DESCRIPTION OF THE TASK: Hand back all of the records exactly as they read.
(Beginning of PROVIDED DATA)
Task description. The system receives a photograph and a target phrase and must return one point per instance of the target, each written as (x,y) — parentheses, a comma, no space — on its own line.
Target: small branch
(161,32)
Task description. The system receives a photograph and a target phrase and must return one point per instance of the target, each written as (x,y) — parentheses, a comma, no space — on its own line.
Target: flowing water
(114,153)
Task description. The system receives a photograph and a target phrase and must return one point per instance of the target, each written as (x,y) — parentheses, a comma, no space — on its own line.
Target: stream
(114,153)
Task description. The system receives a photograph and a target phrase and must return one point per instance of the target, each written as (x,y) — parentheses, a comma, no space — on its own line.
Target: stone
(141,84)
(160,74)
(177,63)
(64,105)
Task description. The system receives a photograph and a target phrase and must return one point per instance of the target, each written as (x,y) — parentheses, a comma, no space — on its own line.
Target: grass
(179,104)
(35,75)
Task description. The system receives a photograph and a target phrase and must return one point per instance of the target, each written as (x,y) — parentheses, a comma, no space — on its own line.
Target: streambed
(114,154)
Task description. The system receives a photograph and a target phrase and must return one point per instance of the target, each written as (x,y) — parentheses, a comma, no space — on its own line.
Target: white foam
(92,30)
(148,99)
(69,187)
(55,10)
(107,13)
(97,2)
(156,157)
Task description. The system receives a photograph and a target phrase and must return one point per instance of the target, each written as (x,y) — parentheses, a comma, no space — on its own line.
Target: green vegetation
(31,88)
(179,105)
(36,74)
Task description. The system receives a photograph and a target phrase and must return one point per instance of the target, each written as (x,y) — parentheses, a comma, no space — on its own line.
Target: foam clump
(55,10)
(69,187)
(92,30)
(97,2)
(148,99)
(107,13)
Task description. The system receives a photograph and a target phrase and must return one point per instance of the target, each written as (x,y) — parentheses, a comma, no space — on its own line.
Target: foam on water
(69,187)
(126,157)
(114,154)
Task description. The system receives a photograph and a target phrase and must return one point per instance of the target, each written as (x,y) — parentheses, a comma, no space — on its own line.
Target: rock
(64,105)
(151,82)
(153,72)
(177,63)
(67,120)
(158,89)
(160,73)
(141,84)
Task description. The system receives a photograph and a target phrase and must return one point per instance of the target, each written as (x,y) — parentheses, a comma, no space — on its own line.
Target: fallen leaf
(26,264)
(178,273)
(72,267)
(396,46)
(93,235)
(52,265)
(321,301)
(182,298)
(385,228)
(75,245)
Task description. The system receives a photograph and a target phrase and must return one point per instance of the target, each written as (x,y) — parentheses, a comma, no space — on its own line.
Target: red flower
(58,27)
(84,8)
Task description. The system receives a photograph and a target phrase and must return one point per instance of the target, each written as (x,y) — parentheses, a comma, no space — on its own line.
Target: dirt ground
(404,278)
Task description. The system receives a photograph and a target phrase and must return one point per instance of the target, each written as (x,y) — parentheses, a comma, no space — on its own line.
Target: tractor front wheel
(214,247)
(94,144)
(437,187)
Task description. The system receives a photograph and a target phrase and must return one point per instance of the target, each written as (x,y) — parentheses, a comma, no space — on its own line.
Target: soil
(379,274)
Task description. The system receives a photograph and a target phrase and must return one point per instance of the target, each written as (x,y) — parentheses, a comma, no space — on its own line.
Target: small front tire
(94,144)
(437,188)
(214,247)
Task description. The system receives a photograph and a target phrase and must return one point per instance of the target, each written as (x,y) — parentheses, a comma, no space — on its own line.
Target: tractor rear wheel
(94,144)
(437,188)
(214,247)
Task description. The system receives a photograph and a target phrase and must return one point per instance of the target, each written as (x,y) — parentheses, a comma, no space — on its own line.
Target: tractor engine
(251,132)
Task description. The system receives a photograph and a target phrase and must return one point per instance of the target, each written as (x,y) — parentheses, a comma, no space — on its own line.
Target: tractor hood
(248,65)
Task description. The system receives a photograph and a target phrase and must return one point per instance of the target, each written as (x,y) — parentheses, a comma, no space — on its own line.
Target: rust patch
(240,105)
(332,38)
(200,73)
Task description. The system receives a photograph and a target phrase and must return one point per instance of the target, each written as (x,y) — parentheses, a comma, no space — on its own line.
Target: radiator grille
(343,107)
(End of PROVIDED DATA)
OUTPUT FOR THIS EXERCISE:
Task description. The system receives a photograph and a target phrase and must return one point per instance of the target, each written as (x,y) — parentheses, a comma, no space — on its own line.
Target: small branch
(161,32)
Task description. The system receives a photograph and a target phrase and must return one point per instance of the target, each written as (x,y) — parentheses, a comma, no space — on its own line.
Target: flowing water
(114,153)
Task description. The system receives a photograph and a target phrase and must return one point per instance of the target, each written as (x,y) — parentheses, a comma, no space — on its own line.
Target: stream
(114,153)
Task description. The system receives a photograph and a target phrase and must return one point per instance of the target, each written as (x,y) — parentheses, a comma, no space — on its own line.
Target: stone
(141,84)
(160,74)
(177,63)
(64,105)
Task description. The system receives a photograph and a target phrase and must return one point per instance of the target, each written as (x,y) — parentheses, a comma, no space — on its own line.
Target: grass
(179,104)
(35,75)
Task description. The system receives a photograph and a target phrase and must return one point per instance of the target, each written as (x,y) — parentheses, a comma, no space — on its own line.
Target: streambed
(114,154)
Task description. The system receives a photograph and a target phrase and must return one point per instance of the target, each written as (x,y) — parentheses, a comma, no space — on its own line.
Target: white foam
(92,30)
(148,99)
(69,187)
(55,10)
(107,13)
(97,2)
(156,157)
Task description. The system receives a photograph and a target phrase and must return one point per instance of the target, each written as (x,y) — parentheses, a comma, no space — on its own line.
Target: green vegetation
(31,88)
(179,105)
(36,74)
Task description. The system receives a photograph and a target phrase and must return one point per instance of the target, each written as (x,y) — parentheses, a comma, no space — on its own line.
Target: foam clump
(55,10)
(69,187)
(92,30)
(97,2)
(148,99)
(107,13)
Task description. The system receives a photograph and a target phrase and must return one point per instance of the target, each written as (x,y) — parentheses, a comma, no space — on its own line.
Target: foam on water
(69,187)
(126,157)
(114,154)
Task description. The system receives a photograph and a target phrase and must return one point per instance of the target, each written as (x,y) — parentheses, a comma, no space — on its own line.
Target: rock
(64,105)
(151,82)
(153,72)
(177,63)
(67,120)
(158,89)
(160,73)
(141,84)
Task description. The system receives a photograph and a target phrase and must return one point per instance of the target, each written as (x,y) — parentheses, a comma, no space — on its own line.
Target: fallen leaf
(26,264)
(178,273)
(72,267)
(396,46)
(93,235)
(52,265)
(321,301)
(182,298)
(385,228)
(75,245)
Task description. The system receives a photograph and a target phrase and must return one point per instance of the target, each written as (x,y) — parentheses, a comma, no space — on its own line.
Target: red flower
(58,27)
(84,8)
Task description. The system receives a photograph and a target phrase and must return one point per instance of the target, each written as (x,y) — parentheses, a comma, no space — on its own line.
Target: dirt ground
(404,278)
Task description. The system receives a photograph and a target phrase and must return one point per instance of the target, each written as (x,y) — parentheses, a comma, no space — on its own line.
Target: tractor front wheel
(214,247)
(94,144)
(437,187)
Task description. The system receives a photograph and a target phrase and must return one point per instance of the target, each written as (x,y) — parentheses, a comma, no space — on its own line.
Target: soil
(379,274)
Task description. The system receives a photograph and a target phrase and must return one point per instance of the target, each written as (x,y) — parentheses, a comma, no space — on its own line.
Target: small front tire
(94,144)
(437,188)
(214,247)
Task description. The system receives a photograph and a target phrase and must return one point per instance of the target, each written as (x,y) — parentheses, a comma, no space — on its own line.
Target: tractor rear wheel
(94,144)
(437,188)
(214,247)
Task description. The system receives a photograph and a target phrase and must return one point per instance of the target, each written as (x,y) — parentheses, a comma, no space — on its own line.
Target: tractor engine
(251,132)
Task description. The system receives a photograph and a target phrase and must return one point per instance of the target, each written as (x,y) — parentheses, a comma, no space — on its own line.
Target: tractor hood
(248,65)
Task description. The system receives a photograph and a target phrase and must return one point per instance of the target, each written as (x,y) — parentheses, a comma, no space — on its own line.
Target: rust patch
(240,105)
(332,38)
(200,73)
Task description. The system receives a photograph and a target phrase and must return one point per instance of the target, each written as (x,y) — parentheses, a comma, no space — on its own line.
Target: radiator grille
(343,107)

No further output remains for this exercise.